- [SELECTED EXTRACT]
━━━━━━━━━━━━━━━━━━━━

Introduction
It is technique used for determining nucleotide sequences of certain areas of DNA which are unique to each individual. DNA fingerprinting can distinguish one human being from another with the exception of monozygotic twins, 99.9 percent of base sequence. The differences occur not only in genes but also in repetitive DNA
DNA fingerprinting involves identifying differences in some specific regions in DNA sequences called as repetitive DNA. These repetitive DNA are separated from bulk genomic DNA as different peaks during density gradient centrifugation. The bulk DNA forms a major peak and the other small peaks are referred to as satellite DNA. Satellite DNA is classified into following categories on the basis of base composition (A;T rich or G; C rich), length of segment and number of repetitive units.
These categories are:-
VNTRs (Variable Number of Tandem Repeats) or minisatelites surrounded by conserved restriction sites. A small DNA sequence is arranged tandemly in many copy numbers. The copy numbers varies from chromosome to chromosome in an individual. The number of repeats show very high degree of polymorphism. As a result the size of VNTR varies from 0.1 to 20 kb.
SSRs (Single Sequence Repeats) or STRs (Short Tandem Repeats) or microsatellites with 1-6 bp.
These sequences normally do not code for any proteins, but they form a large portion of human genome. These sequences show high degree of polymorphism and form the basis of DNA fingerprinting.
Polymorphism is the variation at genetic level. Since DNA from every tissue (such as blood, hair-follicle, skin, bone, saliva, sperm etc), from an individual show the same degree of polymorphism, they become very useful identification tool ii forensic applications. Further, as the polymorphisms are inheritable from parents to children, DNA fingerprinting is the basis of paternity testing, in case of disputes.
As polymorphism in DNA sequence is the basis of genetic mapping of human genome as well as of DNA fingerprinting. It is essential that we understand that what DNA polymorphism means is simple terms.
Polymorphism (variation at genetic level) arises due to mutations. Allelic sequence variation has traditionally been described as a DNA polymorphism if more than one variant (allele) at a locus occurs in human population with frequency greater than 0.01.
In simple terms, if an inheritable mutation is observed in a population at high frequency it is referred to as DNA polymorphism. The probability of such variation to be observed in non-coding DNA sequence would be higher as mutations in these sequences may not have any immediate effect in an individual reproductive ability.

━━━━━━━━━━━━━━━━━━━━

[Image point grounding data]
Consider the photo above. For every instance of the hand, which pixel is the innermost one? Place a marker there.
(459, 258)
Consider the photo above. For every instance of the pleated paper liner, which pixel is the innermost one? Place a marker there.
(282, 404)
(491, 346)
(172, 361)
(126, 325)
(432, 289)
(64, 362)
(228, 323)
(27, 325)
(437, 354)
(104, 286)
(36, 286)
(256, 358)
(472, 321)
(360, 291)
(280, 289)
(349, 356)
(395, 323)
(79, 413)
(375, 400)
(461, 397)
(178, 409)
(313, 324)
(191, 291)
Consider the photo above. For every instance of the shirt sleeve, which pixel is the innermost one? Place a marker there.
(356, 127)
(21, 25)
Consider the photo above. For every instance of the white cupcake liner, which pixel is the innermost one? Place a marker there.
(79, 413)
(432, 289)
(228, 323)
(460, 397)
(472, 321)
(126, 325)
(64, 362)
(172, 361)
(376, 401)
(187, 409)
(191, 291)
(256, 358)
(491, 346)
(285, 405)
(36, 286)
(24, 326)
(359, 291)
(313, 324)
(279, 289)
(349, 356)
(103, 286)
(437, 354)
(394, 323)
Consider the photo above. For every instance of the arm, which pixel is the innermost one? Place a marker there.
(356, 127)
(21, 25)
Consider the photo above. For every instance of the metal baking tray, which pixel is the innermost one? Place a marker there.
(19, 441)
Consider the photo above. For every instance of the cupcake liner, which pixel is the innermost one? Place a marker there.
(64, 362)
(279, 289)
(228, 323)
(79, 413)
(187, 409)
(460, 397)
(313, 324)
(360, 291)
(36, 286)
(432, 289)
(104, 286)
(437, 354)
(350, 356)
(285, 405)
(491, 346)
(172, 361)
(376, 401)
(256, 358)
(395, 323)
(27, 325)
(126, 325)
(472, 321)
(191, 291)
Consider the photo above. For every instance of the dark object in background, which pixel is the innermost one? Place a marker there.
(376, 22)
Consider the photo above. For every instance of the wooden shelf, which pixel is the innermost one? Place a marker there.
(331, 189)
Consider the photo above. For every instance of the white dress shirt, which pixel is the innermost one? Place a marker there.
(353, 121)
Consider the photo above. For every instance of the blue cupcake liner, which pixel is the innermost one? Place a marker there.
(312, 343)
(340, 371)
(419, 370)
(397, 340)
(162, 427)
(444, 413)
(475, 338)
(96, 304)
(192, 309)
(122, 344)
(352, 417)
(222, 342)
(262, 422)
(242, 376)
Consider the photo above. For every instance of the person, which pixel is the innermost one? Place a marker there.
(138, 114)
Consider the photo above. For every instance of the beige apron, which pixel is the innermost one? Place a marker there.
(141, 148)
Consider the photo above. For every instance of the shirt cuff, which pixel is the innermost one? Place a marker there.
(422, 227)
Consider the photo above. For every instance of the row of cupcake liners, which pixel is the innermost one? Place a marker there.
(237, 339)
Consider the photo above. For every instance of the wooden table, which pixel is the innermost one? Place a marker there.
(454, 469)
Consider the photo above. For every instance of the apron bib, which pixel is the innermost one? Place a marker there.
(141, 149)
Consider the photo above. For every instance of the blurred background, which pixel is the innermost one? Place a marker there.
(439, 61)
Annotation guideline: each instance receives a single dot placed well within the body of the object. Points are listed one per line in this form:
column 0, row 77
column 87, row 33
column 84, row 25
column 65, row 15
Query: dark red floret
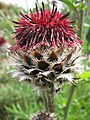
column 44, row 27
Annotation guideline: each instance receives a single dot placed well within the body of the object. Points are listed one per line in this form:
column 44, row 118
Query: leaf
column 85, row 75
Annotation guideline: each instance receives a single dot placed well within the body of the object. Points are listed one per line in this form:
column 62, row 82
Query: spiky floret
column 44, row 116
column 46, row 27
column 47, row 66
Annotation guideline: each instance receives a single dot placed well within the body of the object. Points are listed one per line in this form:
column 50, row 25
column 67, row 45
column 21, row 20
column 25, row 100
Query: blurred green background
column 19, row 101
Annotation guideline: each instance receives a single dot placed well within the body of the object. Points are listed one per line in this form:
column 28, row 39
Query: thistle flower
column 44, row 116
column 46, row 27
column 47, row 52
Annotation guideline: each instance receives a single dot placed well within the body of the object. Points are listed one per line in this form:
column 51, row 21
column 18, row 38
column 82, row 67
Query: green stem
column 48, row 97
column 72, row 90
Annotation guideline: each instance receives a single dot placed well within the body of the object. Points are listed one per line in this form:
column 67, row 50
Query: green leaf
column 85, row 75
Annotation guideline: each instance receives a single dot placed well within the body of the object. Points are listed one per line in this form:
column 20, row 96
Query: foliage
column 18, row 101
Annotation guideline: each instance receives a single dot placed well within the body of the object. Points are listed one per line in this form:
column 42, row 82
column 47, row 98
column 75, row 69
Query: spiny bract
column 45, row 66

━━━━━━━━━━━━━━━━━━━━

- [WHAT TO WORK ON]
1. From the DNA fingerprinting text, extract the passage that begins at the words "As polymorphism in" and stops after the words "greater than 0.01.".
2. Answer these questions using the DNA fingerprinting text:
(a) What size range does the text give for a VNTR?
(b) What repeat length does the text give for microsatellites?
(c) What population frequency must more than one variant at a locus exceed to count as a DNA polymorphism?
3. Continue the DNA fingerprinting text from where it stops.

- [REPLIES]
1.
As polymorphism in DNA sequence is the basis of genetic mapping of human genome as well as of DNA fingerprinting. It is essential that we understand that what DNA polymorphism means is simple terms.
Polymorphism (variation at genetic level) arises due to mutations. Allelic sequence variation has traditionally been described as a DNA polymorphism if more than one variant (allele) at a locus occurs in human population with frequency greater than 0.01.

2.
(a) 0.1 to 20 kb
(b) 1-6 bp
(c) 0.01

3.
These mutations keep on accumulating generation after generation and form one of the basis of variability/polymorphism. There is a variety of different types of polymorphisms ranging from single nucleotide change to very large scale changes. For evolution and sepeciation, such polymorphism play very important role
Thus, the basis of DNA fingerprinting is VNTR (a satellite DNA as probe that shows very high degree of polymorphism). The technique of DNA fingerprinting was developed by Alec Jeffreys. The technique, as used earlier, involved Southern blot hybridization using radiolabelled VNTR as probe.
It is included:-
(i) Isolation or DNA,
(ii) Digestion of DNA by restriction endonucleases.
(iii) Separation of DNA fragments by electrophoresis , or (RFLP Restriction Fragment Length polymorphism).
(iv) Transferring (blotting) of separated DNA fragment to synthetic membranes, such as nitrocellulose or nylon.
(v) Hybridisation using labeled VNTR probe.
(vi) Detection of hybridized DNA fragments by autoradiography
After hybridization with VNTR probe, the autoradiogram gives many bands of different sizes, These bands give a characteristic pattern for an individual DNA.
The sensitivity of the technique has been increased by use of polymerase chain reaction (PCR), Consequently, DNA from a single cell is enough to perform DNA fingerprinting analysis.
Practical Applications :-
Paternity-maternity disputes
2. criminal identification and forensics
Personal identification
Close relations of an intending immigrant.
Note:- Lalji Singh and V.K Kashyap are Indian experts in the field of DNA fingerprinting.
DNA fingerprinting, also known as DNA profiling, is a forensic technique used to identify individuals by characteristics of their DNA. It involves analyzing specific regions of the DNA that are highly variable among individuals, known as variable number tandem repeats (VNTRs) or short tandem repeats (STRs). These regions create a unique pattern for each individual, much like a fingerprint, hence the term “DNA fingerprinting.”
The process of DNA fingerprinting involves several steps:
Sample Collection: DNA is collected from biological samples such as blood, hair, saliva, or skin cells.
DNA Extraction: DNA is extracted from the collected cells.
DNA Digestion: The extracted DNA is cut into fragments using restriction enzymes.
Gel Electrophoresis: The DNA fragments are separated by size using gel electrophoresis.
Southern Blotting: The DNA fragments are transferred to a membrane and then exposed to DNA probes that bind to specific sequences.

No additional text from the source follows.